Every line of the data below must be given again exactly.

Records from a dataset
○ ○ ○ ○ ○

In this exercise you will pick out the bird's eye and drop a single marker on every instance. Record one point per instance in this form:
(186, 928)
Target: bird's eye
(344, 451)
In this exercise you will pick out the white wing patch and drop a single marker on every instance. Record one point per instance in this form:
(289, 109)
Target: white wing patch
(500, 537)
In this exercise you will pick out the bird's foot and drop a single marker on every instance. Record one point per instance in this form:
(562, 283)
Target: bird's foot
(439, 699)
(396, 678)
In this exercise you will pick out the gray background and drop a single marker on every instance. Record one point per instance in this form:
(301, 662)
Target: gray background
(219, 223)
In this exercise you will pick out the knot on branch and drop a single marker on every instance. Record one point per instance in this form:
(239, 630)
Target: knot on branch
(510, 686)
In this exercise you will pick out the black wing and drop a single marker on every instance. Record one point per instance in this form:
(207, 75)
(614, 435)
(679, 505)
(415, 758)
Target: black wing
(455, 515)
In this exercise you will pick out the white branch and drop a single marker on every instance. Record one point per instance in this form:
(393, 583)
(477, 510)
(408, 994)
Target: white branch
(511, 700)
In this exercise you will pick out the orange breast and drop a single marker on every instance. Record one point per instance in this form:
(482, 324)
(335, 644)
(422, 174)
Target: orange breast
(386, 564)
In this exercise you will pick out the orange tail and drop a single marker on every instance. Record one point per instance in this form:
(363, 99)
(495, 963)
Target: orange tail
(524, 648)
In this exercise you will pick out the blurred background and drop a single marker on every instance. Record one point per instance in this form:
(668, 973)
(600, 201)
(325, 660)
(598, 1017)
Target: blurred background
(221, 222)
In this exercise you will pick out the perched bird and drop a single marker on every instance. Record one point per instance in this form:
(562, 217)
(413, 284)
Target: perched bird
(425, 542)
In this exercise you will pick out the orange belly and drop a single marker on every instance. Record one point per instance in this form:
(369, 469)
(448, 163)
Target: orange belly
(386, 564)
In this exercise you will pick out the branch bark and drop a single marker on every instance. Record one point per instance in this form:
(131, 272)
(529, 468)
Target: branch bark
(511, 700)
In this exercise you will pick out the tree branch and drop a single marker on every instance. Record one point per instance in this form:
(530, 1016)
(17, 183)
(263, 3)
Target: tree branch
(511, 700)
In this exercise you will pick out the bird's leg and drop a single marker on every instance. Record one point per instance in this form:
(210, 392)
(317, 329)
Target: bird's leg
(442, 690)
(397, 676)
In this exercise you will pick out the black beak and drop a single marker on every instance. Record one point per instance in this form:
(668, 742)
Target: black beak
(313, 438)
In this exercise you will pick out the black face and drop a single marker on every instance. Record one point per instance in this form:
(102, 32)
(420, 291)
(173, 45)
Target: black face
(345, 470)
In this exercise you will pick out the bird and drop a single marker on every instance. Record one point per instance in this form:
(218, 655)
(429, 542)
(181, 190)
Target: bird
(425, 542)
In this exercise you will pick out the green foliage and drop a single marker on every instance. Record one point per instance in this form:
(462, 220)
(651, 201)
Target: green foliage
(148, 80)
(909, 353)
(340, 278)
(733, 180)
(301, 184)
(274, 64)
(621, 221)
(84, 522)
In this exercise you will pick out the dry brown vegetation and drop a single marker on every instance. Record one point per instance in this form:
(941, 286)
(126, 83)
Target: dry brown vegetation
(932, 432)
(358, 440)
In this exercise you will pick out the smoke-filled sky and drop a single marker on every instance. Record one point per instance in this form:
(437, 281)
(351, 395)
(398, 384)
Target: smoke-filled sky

○ ○ ○ ○ ○

• WRITTEN ANSWER:
In this exercise you will pick out the bird's eye and drop a single marker on every instance. Record one point per instance in this form:
(186, 928)
Target: bird's eye
(344, 451)
In this exercise you will pick out the white wing patch and drop a single marker on every instance. Record one point per instance in this form:
(289, 109)
Target: white wing patch
(500, 537)
In this exercise you will pick out the bird's foot and drop a single marker on every instance. Record one point per instance in this form:
(562, 283)
Target: bird's foot
(439, 699)
(396, 678)
In this exercise you will pick out the gray background and drop a single marker on every instance. Record one point per instance in this form:
(301, 662)
Target: gray background
(219, 223)
In this exercise you will pick out the knot on branch and drop a single marker on every instance. Record one point per instance in this form:
(239, 630)
Target: knot on branch
(510, 686)
In this exercise you will pick out the black wing and drop a single marker on every instance. Record one point per instance in this form:
(207, 75)
(614, 435)
(679, 505)
(415, 758)
Target: black wing
(455, 515)
In this exercise you will pick out the white branch and drop a single marker on every instance. Record one point per instance in this form:
(393, 583)
(477, 510)
(408, 994)
Target: white branch
(511, 700)
In this exercise you will pick out the orange breast and drop a single marker on every instance. Record one point per instance in this form:
(482, 324)
(335, 644)
(422, 174)
Target: orange breast
(386, 564)
In this exercise you will pick out the orange tail and drop a single marker on every instance. Record one point per instance in this form:
(363, 99)
(495, 963)
Target: orange tail
(524, 648)
In this exercise you will pick out the blurred background and drop a single marker on every instance. Record one point per instance in this form:
(668, 973)
(600, 201)
(325, 660)
(598, 1017)
Target: blurred background
(221, 222)
In this exercise you will pick out the perched bird and drop a single marker on every instance. Record one point per instance in this form:
(562, 217)
(413, 284)
Target: perched bird
(425, 542)
In this exercise you will pick out the orange belly and drop a single marker on every instance. Record one point per instance in this form:
(369, 469)
(448, 163)
Target: orange belly
(386, 564)
In this exercise you will pick out the branch bark and drop a single marker on every instance. Record one point per instance in this form:
(131, 272)
(529, 468)
Target: branch bark
(511, 700)
In this exercise you will pick out the tree branch and drop a single marker on every instance. Record one point per instance in this form:
(530, 1016)
(17, 183)
(263, 3)
Target: tree branch
(511, 700)
In this exercise you will pick out the bird's leg and drop a single marker on every instance. Record one point per instance in this form:
(210, 392)
(317, 329)
Target: bird's leg
(442, 690)
(397, 676)
In this exercise you will pick out the black beak and drop a single marker on every instance. Record one point per instance in this form:
(668, 742)
Target: black beak
(313, 438)
In this exercise you will pick out the black face and drop a single marker on every instance. Record one point per instance in this form:
(102, 32)
(420, 291)
(173, 45)
Target: black face
(345, 470)
In this exercise you will pick out the bird and drop a single marker on every instance. Record one point per instance in this form:
(218, 655)
(429, 542)
(181, 190)
Target: bird
(425, 542)
In this exercise you will pick out the green foliage and drop a single marker on every instance. Record one point per instance in this form:
(462, 220)
(651, 201)
Target: green foliage
(148, 80)
(909, 353)
(340, 278)
(733, 180)
(301, 184)
(274, 64)
(621, 221)
(84, 522)
In this exercise you will pick out the dry brown vegetation and drop a single marker on every instance. Record one point per instance in this form:
(941, 286)
(126, 83)
Target: dry brown vegetation
(932, 432)
(358, 440)
In this exercise you will pick out the smoke-filled sky and drop a single marker on every instance. Record one point per instance in this form:
(437, 281)
(351, 395)
(398, 384)
Target: smoke-filled sky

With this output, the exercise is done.